§ What is expected:
Locate each line in the data below that contains the string "lake" and copy those lines out. Case counts, so match capital and lowercase letters exactly.

§ Data shown:

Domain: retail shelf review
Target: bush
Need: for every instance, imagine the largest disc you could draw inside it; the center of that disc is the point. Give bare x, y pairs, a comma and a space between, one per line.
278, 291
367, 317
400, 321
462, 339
==
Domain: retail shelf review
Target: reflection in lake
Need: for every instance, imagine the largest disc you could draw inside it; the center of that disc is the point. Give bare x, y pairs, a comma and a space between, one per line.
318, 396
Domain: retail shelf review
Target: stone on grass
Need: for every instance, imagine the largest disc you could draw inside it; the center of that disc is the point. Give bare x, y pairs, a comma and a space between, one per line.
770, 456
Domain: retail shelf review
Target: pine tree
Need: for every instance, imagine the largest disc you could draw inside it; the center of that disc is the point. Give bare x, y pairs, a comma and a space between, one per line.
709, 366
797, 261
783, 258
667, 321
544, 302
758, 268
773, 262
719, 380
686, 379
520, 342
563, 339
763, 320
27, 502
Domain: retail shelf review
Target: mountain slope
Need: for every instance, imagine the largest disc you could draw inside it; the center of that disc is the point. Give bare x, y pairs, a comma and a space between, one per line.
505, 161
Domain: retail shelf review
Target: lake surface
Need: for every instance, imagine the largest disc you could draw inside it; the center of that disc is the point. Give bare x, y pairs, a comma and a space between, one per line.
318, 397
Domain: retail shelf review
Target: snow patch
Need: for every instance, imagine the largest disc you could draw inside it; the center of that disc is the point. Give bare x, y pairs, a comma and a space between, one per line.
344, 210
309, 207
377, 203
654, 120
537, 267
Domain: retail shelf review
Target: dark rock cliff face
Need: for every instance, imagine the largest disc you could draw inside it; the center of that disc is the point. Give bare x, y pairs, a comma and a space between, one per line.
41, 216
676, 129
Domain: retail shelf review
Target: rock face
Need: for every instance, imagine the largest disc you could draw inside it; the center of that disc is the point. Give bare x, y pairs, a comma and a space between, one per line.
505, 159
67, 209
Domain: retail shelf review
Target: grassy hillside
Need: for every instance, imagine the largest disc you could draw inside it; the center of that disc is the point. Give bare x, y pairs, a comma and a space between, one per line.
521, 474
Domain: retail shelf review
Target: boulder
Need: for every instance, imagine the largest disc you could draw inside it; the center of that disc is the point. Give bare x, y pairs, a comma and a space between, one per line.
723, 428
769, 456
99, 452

§ The reply:
Target: reflection in lake
Target: lake surface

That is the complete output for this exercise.